DIRECTIONS - Rewrite the lines below with "drop a single pin" swapped for "place one pin" everywhere it occurs, keeping everything else the same.

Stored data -
===
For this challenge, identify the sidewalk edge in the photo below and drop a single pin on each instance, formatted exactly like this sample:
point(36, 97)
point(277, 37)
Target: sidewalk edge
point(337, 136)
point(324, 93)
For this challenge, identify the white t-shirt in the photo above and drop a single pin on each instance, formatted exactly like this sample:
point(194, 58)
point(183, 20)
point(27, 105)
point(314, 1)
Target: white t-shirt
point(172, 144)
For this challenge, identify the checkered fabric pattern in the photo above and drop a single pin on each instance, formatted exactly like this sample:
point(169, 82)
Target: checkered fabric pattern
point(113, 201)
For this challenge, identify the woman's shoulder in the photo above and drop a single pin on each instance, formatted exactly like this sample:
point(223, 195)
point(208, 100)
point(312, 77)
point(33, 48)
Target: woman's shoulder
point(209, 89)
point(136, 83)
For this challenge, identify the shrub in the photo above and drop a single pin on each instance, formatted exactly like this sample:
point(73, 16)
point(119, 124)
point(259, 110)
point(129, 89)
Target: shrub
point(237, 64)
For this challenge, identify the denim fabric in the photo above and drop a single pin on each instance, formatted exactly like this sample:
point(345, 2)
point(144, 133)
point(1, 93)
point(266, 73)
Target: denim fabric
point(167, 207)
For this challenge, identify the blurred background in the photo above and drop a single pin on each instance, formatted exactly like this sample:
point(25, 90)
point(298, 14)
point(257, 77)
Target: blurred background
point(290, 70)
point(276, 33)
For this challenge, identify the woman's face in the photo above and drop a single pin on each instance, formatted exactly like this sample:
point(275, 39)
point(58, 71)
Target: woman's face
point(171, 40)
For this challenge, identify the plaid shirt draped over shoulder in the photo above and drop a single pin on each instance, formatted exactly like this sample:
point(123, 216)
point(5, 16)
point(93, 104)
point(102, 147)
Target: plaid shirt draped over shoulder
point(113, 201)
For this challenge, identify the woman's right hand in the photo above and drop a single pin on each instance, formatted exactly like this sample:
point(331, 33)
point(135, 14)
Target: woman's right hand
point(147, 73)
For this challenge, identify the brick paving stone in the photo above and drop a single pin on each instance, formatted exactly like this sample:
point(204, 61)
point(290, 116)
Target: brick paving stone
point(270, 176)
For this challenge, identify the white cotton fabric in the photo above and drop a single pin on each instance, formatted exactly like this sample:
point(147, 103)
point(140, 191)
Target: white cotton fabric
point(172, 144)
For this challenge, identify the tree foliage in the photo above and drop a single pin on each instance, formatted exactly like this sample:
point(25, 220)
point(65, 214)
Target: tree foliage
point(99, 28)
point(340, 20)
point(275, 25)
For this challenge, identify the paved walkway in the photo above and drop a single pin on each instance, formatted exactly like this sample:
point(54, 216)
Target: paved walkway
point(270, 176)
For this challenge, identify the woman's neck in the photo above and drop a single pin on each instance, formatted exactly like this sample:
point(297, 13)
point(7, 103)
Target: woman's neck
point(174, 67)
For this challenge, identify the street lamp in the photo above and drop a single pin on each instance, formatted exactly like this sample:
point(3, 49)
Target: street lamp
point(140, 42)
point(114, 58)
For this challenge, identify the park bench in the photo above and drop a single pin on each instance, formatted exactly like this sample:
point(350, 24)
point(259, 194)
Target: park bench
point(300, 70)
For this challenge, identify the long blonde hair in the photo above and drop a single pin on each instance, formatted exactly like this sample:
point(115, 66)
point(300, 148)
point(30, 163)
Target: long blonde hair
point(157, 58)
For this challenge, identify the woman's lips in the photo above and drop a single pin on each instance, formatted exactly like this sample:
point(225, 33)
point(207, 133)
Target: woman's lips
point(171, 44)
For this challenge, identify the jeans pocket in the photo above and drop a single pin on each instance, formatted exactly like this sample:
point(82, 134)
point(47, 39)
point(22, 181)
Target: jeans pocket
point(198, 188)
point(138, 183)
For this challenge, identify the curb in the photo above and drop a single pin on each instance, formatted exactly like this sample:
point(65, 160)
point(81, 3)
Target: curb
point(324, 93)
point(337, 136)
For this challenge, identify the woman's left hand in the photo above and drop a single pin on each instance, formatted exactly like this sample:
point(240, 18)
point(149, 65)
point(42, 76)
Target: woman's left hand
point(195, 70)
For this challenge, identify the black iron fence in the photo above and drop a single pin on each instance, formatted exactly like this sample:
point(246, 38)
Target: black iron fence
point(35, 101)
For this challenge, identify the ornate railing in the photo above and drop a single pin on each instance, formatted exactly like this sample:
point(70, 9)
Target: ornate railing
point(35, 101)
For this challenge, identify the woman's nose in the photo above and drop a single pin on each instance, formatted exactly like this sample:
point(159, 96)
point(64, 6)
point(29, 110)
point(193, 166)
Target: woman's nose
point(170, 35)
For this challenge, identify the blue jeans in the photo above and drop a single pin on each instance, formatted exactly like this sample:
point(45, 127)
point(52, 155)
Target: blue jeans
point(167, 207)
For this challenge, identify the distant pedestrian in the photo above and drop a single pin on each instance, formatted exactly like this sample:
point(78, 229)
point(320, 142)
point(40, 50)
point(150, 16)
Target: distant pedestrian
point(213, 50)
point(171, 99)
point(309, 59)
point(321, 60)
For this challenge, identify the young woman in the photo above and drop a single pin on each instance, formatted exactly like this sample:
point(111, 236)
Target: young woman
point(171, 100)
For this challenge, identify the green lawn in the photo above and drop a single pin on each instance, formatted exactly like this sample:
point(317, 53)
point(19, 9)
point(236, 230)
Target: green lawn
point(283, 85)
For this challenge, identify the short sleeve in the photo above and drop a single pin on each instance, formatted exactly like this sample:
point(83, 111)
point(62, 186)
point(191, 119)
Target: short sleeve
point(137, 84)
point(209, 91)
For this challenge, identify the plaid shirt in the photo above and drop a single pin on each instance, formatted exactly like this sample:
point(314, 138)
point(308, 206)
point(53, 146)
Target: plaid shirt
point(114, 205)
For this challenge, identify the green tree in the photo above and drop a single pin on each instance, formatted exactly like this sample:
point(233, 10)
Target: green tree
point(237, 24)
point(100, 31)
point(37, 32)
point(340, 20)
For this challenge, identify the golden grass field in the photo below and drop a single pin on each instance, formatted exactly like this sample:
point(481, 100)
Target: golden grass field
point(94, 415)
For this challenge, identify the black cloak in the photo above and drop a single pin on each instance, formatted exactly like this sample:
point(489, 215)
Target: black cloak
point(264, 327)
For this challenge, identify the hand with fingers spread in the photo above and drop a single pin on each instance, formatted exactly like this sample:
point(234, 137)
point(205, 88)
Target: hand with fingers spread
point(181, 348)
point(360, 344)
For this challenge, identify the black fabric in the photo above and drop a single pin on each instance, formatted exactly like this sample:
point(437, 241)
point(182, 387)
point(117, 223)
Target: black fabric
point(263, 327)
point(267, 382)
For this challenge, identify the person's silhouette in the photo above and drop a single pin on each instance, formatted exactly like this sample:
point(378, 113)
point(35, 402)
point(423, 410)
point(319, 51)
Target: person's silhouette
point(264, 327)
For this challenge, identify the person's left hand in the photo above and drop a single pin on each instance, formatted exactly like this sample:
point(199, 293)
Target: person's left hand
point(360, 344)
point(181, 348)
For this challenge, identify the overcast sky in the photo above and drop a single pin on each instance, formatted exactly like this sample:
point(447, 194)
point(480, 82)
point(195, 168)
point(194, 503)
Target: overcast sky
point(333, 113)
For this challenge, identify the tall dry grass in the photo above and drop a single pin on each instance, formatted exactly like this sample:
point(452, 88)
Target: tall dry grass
===
SOLVED PROBLEM -
For this challenge, identify the sidewalk edge in the photo below and place one pin on each instance, formatted exactly like this sample:
point(36, 97)
point(277, 37)
Target: sidewalk edge
point(337, 136)
point(324, 93)
For this challenge, identify the white t-shirt in the photo above and place one pin on each instance, formatted exactly like this sample:
point(194, 58)
point(183, 20)
point(27, 105)
point(314, 1)
Target: white t-shirt
point(172, 144)
For this challenge, identify the checkered fabric pattern in the photo above and place one pin on each instance, formatted exactly like this sample:
point(169, 82)
Target: checkered fabric pattern
point(113, 201)
For this challenge, identify the woman's shoulder in the photo above and place one pin on each instance, formatted exactly like this sample:
point(223, 195)
point(208, 100)
point(312, 77)
point(33, 48)
Target: woman's shoulder
point(209, 89)
point(136, 83)
For this challenge, identify the shrub in the photo above and place one pin on each instance, formatted exactly like this sample:
point(73, 16)
point(119, 124)
point(259, 110)
point(129, 89)
Target: shrub
point(237, 64)
For this challenge, identify the denim fabric in the photo above and place one pin on each instance, formatted exactly like this sample:
point(345, 2)
point(144, 133)
point(1, 93)
point(266, 73)
Target: denim fabric
point(167, 207)
For this challenge, identify the blurred background in the photo above and place one pin on each instance, formatted exactly like this sample:
point(25, 90)
point(298, 14)
point(257, 77)
Target: blurred background
point(290, 70)
point(276, 33)
For this challenge, identify the woman's face in the photo above and place one pin on each instance, formatted exactly like this sample:
point(275, 39)
point(58, 71)
Target: woman's face
point(171, 40)
For this challenge, identify the plaid shirt draped over shoulder in the photo above and place one pin on each instance, formatted exactly like this sample:
point(123, 216)
point(5, 16)
point(93, 104)
point(102, 147)
Target: plaid shirt draped over shoulder
point(113, 201)
For this challenge, identify the woman's right hand in the photo above and place one pin on each instance, formatted exactly like this sample:
point(331, 33)
point(135, 14)
Target: woman's right hand
point(147, 73)
For this challenge, identify the brick paving stone in the photo above and place one pin on each instance, formatted exactly like this sample:
point(204, 61)
point(290, 116)
Target: brick paving stone
point(270, 176)
For this challenge, identify the white cotton fabric in the photo above and place one pin on each instance, formatted exactly like this sample:
point(147, 103)
point(140, 191)
Target: white cotton fabric
point(172, 144)
For this challenge, identify the tree foliage in the photo above and place one pin on each instance, formatted exactly like this sample:
point(25, 220)
point(65, 214)
Target: tree foliage
point(99, 28)
point(340, 20)
point(275, 25)
For this challenge, identify the paved walkway in the photo above and place one pin on each instance, formatted exactly like this sample:
point(54, 216)
Target: paved walkway
point(270, 176)
For this challenge, identify the woman's neck in the photo above and place one pin on each instance, formatted exactly like this sample:
point(297, 13)
point(7, 103)
Target: woman's neck
point(174, 67)
For this challenge, identify the street lamp in the photo above and place one pin on each instance, formatted exactly like this sample:
point(3, 49)
Target: street lamp
point(140, 42)
point(114, 58)
For this challenge, identify the park bench in the photo above and place one pin on each instance, formatted exactly like this sample:
point(350, 24)
point(259, 194)
Target: park bench
point(300, 70)
For this challenge, identify the long blonde hair in the photo above and place one pin on each instance, formatted exactly like this sample:
point(115, 66)
point(300, 148)
point(30, 163)
Target: long blonde hair
point(157, 58)
For this challenge, identify the woman's lips in the photo above and place one pin on each instance, formatted exactly like this sample:
point(225, 33)
point(207, 133)
Target: woman's lips
point(171, 44)
For this challenge, identify the jeans pocket in the photo above and place one pin on each instance, formatted exactly like this sample:
point(82, 134)
point(47, 39)
point(22, 181)
Target: jeans pocket
point(198, 188)
point(138, 183)
For this challenge, identify the curb in the photo above and place one pin on each instance, formatted exactly like this sample:
point(65, 160)
point(81, 3)
Target: curb
point(324, 93)
point(337, 136)
For this challenge, identify the woman's left hand in the photo above and place one pin on each instance, formatted exactly like this sample:
point(240, 18)
point(149, 65)
point(42, 76)
Target: woman's left hand
point(195, 70)
For this challenge, identify the black iron fence in the photo above and place one pin on each instance, formatted exactly like this sample:
point(246, 38)
Target: black iron fence
point(35, 101)
For this challenge, identify the ornate railing in the photo above and place one pin on each instance, formatted exactly like this sample:
point(70, 9)
Target: ornate railing
point(35, 101)
For this challenge, identify the woman's nose in the photo above and place one pin on each instance, formatted exactly like this sample:
point(159, 96)
point(64, 6)
point(29, 110)
point(193, 166)
Target: woman's nose
point(170, 35)
For this challenge, identify the blue jeans in the photo above and place one pin on each instance, formatted exactly like this sample:
point(45, 127)
point(52, 155)
Target: blue jeans
point(167, 207)
For this challenge, identify the distant pedestrian in the photo above and place one pin on each instance, formatted exactly like this sample:
point(78, 229)
point(320, 142)
point(40, 50)
point(150, 16)
Target: distant pedestrian
point(213, 50)
point(171, 99)
point(309, 59)
point(321, 60)
For this challenge, identify the young woman in the photo above and place one pin on each instance, formatted exactly like this sample:
point(111, 236)
Target: young woman
point(171, 100)
For this challenge, identify the green lawn in the photo above and place one pin on each instance, formatted exactly like this sample:
point(317, 53)
point(19, 9)
point(236, 230)
Target: green lawn
point(283, 85)
For this challenge, identify the short sleeve in the photo above and place one pin on each instance, formatted exactly like this sample:
point(83, 111)
point(62, 186)
point(191, 119)
Target: short sleeve
point(137, 84)
point(209, 91)
For this challenge, identify the plaid shirt in the photo above and place one pin on each instance, formatted exactly like this sample:
point(314, 138)
point(308, 206)
point(53, 146)
Target: plaid shirt
point(114, 205)
For this challenge, identify the green tree in the photo above and place one pin on each instance, formatted exactly like this sample:
point(233, 10)
Target: green tree
point(237, 24)
point(100, 31)
point(37, 32)
point(340, 20)
For this challenge, identify the golden grass field in the photo below and place one pin on each instance, formatted exactly like this sample:
point(481, 100)
Target: golden grass field
point(94, 415)
For this challenge, identify the black cloak in the photo above and place one pin on each instance, formatted exactly like this sample:
point(489, 215)
Target: black cloak
point(264, 327)
For this challenge, identify the hand with fingers spread in the photo above and place one pin on each instance, formatted exactly like this sample:
point(234, 137)
point(205, 88)
Target: hand with fingers spread
point(181, 348)
point(360, 344)
For this challenge, identify the black fabric in the photo above and place one pin on each instance, formatted exactly like this sample:
point(437, 241)
point(182, 387)
point(117, 223)
Target: black fabric
point(263, 327)
point(267, 382)
For this challenge, identify the person's silhouette in the photo above and place one pin on each instance, formatted exactly like this sample:
point(378, 113)
point(35, 402)
point(423, 410)
point(319, 51)
Target: person's silhouette
point(264, 327)
For this challenge, identify the person's left hand in the photo above and place one pin on each instance, formatted exactly like this sample:
point(199, 293)
Target: person's left hand
point(360, 344)
point(181, 348)
For this challenge, identify the overcast sky in the photo above and place one pin on each instance, formatted exactly like this sample:
point(447, 194)
point(480, 82)
point(195, 168)
point(194, 503)
Target: overcast sky
point(333, 113)
For this challenge, identify the tall dry grass in the photo above and place one pin on each instance, formatted exactly like this sample:
point(452, 88)
Target: tall dry grass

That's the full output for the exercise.